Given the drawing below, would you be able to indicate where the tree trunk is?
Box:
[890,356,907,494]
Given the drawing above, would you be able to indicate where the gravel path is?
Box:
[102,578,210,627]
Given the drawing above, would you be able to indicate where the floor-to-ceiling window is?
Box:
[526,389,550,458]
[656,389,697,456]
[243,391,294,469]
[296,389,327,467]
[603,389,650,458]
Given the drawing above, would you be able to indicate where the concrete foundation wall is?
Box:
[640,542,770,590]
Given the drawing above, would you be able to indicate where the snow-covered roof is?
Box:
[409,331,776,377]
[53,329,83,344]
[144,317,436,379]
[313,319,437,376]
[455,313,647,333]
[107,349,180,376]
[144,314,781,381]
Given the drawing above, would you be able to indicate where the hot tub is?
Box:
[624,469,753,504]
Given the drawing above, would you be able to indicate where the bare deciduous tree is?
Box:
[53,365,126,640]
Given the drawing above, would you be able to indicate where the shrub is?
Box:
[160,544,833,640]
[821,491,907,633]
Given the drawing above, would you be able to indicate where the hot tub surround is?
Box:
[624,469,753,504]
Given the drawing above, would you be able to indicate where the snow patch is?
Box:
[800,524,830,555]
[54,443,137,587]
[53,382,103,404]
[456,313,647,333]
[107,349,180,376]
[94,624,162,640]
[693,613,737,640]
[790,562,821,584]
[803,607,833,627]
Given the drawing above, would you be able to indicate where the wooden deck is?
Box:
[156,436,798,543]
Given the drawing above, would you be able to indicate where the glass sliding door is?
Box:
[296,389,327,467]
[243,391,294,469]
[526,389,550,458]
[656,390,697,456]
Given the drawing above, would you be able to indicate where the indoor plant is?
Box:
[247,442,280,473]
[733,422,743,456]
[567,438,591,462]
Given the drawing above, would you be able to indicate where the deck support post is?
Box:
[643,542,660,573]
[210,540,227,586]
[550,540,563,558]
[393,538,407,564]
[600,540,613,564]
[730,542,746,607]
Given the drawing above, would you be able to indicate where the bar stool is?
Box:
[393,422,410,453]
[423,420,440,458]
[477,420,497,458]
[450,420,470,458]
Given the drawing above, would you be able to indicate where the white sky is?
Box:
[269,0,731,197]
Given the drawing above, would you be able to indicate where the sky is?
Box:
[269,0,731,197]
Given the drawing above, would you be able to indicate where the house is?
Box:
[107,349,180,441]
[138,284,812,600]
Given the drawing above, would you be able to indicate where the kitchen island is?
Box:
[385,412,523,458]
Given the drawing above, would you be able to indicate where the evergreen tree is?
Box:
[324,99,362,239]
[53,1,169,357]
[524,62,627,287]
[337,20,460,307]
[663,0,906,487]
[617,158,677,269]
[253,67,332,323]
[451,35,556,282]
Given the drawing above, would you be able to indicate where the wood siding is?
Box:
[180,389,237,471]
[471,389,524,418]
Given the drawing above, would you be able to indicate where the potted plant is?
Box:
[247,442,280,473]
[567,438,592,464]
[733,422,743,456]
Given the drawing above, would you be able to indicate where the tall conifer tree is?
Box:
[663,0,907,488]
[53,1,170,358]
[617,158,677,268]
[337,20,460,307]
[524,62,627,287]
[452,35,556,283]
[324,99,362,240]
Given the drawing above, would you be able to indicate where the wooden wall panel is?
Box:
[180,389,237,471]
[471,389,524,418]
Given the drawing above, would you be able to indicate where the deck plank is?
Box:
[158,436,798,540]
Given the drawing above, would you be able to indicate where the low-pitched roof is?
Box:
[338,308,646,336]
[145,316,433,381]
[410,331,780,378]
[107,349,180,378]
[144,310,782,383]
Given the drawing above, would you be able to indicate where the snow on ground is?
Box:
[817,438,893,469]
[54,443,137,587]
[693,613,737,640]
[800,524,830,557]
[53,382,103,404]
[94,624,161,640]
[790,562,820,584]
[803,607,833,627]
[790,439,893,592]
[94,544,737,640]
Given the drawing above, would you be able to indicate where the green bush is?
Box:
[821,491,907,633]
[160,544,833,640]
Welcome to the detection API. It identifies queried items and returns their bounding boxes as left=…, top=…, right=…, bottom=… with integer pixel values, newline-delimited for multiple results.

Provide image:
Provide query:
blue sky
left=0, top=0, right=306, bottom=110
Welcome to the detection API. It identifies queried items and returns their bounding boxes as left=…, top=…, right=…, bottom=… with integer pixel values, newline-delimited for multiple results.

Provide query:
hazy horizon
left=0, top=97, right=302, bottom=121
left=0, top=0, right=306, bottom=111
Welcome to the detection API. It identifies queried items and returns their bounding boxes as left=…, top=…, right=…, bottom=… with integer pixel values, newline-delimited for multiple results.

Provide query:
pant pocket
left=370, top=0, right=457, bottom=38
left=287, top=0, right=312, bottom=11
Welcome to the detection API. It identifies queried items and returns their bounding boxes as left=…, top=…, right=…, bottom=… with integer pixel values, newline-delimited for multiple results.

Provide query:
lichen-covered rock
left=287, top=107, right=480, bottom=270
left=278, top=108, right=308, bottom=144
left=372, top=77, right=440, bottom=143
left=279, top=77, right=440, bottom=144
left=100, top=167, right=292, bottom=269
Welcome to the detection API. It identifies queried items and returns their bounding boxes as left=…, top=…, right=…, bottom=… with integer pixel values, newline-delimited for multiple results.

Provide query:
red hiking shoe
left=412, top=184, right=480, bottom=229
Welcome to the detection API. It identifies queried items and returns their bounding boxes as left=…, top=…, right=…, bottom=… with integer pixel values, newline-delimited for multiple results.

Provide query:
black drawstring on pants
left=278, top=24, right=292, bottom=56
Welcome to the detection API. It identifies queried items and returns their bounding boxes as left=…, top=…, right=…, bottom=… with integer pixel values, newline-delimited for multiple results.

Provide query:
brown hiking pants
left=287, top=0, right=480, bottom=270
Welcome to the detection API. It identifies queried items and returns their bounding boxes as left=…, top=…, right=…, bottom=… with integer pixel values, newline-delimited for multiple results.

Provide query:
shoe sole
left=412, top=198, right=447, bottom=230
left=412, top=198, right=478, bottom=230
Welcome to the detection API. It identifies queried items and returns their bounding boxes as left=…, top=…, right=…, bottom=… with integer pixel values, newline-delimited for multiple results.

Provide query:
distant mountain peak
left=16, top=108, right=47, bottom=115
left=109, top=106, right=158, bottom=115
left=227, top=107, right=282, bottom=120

──────

Task to carry out → Copy out every item above word for word, without altering anything.

Correct response →
Given the drawing below, would you be able to indicate where the tree trunk is?
Box:
[890,356,907,494]
Given the drawing above, would you be able to indicate where the gravel path is?
Box:
[102,578,210,627]
Given the drawing above, would you be able to indicate where the floor-to-ceiling window is?
Box:
[526,389,550,458]
[656,389,697,456]
[243,391,294,469]
[296,389,327,467]
[603,389,650,458]
Given the drawing above, would you be able to indicate where the concrete foundation wall is?
Box:
[640,542,770,590]
Given the drawing above, would you be able to indicate where the snow-covered roof is?
Box:
[409,331,776,377]
[53,329,83,344]
[144,317,436,379]
[313,319,437,376]
[455,313,647,333]
[107,349,180,376]
[144,314,781,381]
Given the drawing above, would you be able to indicate where the hot tub is?
Box:
[624,469,753,504]
Given the drawing above, would you be able to indicate where the bare deciduous tree is?
Box:
[53,365,126,640]
Given the drawing above, would you be able to indicate where the shrub is?
Box:
[160,544,833,640]
[821,491,907,633]
Given the drawing above, would you be able to indicate where the hot tub surround is?
Box:
[624,469,753,504]
Given the drawing above, would you be able to indicate where the snow patch is?
Box:
[800,524,830,555]
[54,443,137,587]
[53,382,103,404]
[456,313,647,333]
[107,349,180,376]
[94,624,162,640]
[693,613,737,640]
[790,562,821,584]
[803,607,833,627]
Given the drawing above, would you be able to indicate where the wooden deck is?
Box:
[156,436,798,543]
Given the drawing above, would you be able to indicate where the glass sliding door is?
Box:
[296,389,327,467]
[243,391,294,469]
[526,389,550,458]
[656,390,697,456]
Given the drawing above, would you be able to indicate where the indoor plant is?
Box:
[247,442,280,473]
[733,422,743,456]
[567,438,591,462]
Given the drawing above, would you be able to indicate where the deck support post is?
Box:
[643,542,660,573]
[210,540,227,586]
[550,540,563,558]
[393,538,407,564]
[600,540,613,564]
[730,542,746,607]
Given the drawing above, would you be able to indicate where the bar stool is?
Box:
[393,422,410,453]
[423,420,440,458]
[477,420,497,458]
[450,420,470,458]
Given the drawing above, would you be able to indicate where the white sky is?
Box:
[269,0,731,197]
Given the drawing above, would you be able to indicate where the sky is?
Box:
[269,0,731,197]
Given the drawing above, would you be able to indicate where the house is?
Box:
[107,349,180,441]
[138,284,812,600]
Given the drawing above, would you be able to indicate where the kitchen island is?
Box:
[385,412,523,458]
Given the drawing above, would you be able to indicate where the evergreen tree is?
Box:
[324,99,362,239]
[53,1,169,357]
[524,62,627,287]
[337,20,460,307]
[663,0,906,487]
[617,158,677,269]
[253,67,332,323]
[451,35,556,282]
Given the drawing above, would you be able to indicate where the wood siding is?
Box:
[180,389,237,471]
[471,389,524,418]
Given the drawing above, would you be able to indicate where the potted plant is?
Box:
[247,442,280,473]
[567,438,592,464]
[733,422,743,456]
Given the drawing above, would you be able to indicate where the tall conifer tree is?
Box:
[663,0,907,488]
[53,1,170,358]
[617,158,677,268]
[337,20,460,307]
[524,62,627,287]
[452,35,556,283]
[324,99,362,240]
Given the drawing above, would you be able to indicate where the wooden wall panel is?
Box:
[180,389,237,471]
[471,389,524,418]
Given the drawing above, would you be able to indicate where the deck plank is?
Box:
[158,436,798,540]
Given the drawing above, would you be able to indicate where the low-pitched roof is?
Box:
[338,308,646,336]
[145,316,433,381]
[410,331,780,378]
[107,349,180,378]
[144,310,782,383]
Given the drawing above, would you be able to indicate where the snow on ground is?
Box:
[817,438,893,469]
[54,443,137,587]
[693,613,737,640]
[800,524,830,557]
[53,382,103,404]
[94,624,161,640]
[790,562,820,584]
[803,607,833,627]
[790,439,893,592]
[94,544,737,640]
Given the drawing above, would you be able to indicate where the green bush is?
Box:
[821,491,907,633]
[160,544,833,640]
Welcome to the detection API. It identifies queried items and returns their bounding boxes as left=…, top=…, right=…, bottom=… with integer pixel values, newline-delimited for multiple results.

Provide image:
Provide query:
blue sky
left=0, top=0, right=306, bottom=110
Welcome to the detection API. It identifies queried items and returns their bounding boxes as left=…, top=…, right=…, bottom=… with integer pixel values, newline-delimited for multiple results.

Provide query:
hazy horizon
left=0, top=97, right=302, bottom=121
left=0, top=0, right=306, bottom=111
Welcome to the detection API. It identifies queried items and returns their bounding boxes as left=…, top=…, right=…, bottom=… with integer pixel values, newline-delimited for multiple results.

Provide query:
pant pocket
left=370, top=0, right=457, bottom=38
left=287, top=0, right=312, bottom=11
Welcome to the detection API. It identifies queried items and returns their bounding boxes as left=…, top=…, right=…, bottom=… with integer pixel values, newline-delimited for multiple results.

Provide query:
lichen-covered rock
left=287, top=107, right=480, bottom=270
left=278, top=108, right=308, bottom=144
left=372, top=77, right=440, bottom=143
left=279, top=77, right=440, bottom=144
left=100, top=167, right=292, bottom=269
Welcome to the detection API. It identifies queried items and returns their bounding boxes as left=…, top=…, right=…, bottom=… with integer pixel values, newline-delimited for multiple results.

Provide query:
red hiking shoe
left=412, top=184, right=480, bottom=229
Welcome to the detection API. It identifies queried items and returns their bounding boxes as left=…, top=…, right=…, bottom=… with integer pixel values, newline-delimited for multiple results.

Provide query:
black drawstring on pants
left=278, top=24, right=292, bottom=56
Welcome to the detection API. It identifies queried items and returns their bounding boxes as left=…, top=…, right=…, bottom=… with integer pixel values, newline-delimited for multiple results.

Provide query:
brown hiking pants
left=287, top=0, right=480, bottom=270
Welcome to the detection API. It identifies queried items and returns their bounding boxes as left=…, top=…, right=…, bottom=… with integer pixel values, newline-delimited for multiple results.

Provide query:
shoe sole
left=412, top=198, right=447, bottom=230
left=412, top=198, right=478, bottom=230
Welcome to the detection API. It identifies queried items and returns their bounding boxes as left=…, top=…, right=…, bottom=… with integer pixel values, newline-delimited for multiple results.

Provide query:
distant mountain peak
left=16, top=108, right=47, bottom=115
left=109, top=106, right=158, bottom=115
left=227, top=107, right=282, bottom=120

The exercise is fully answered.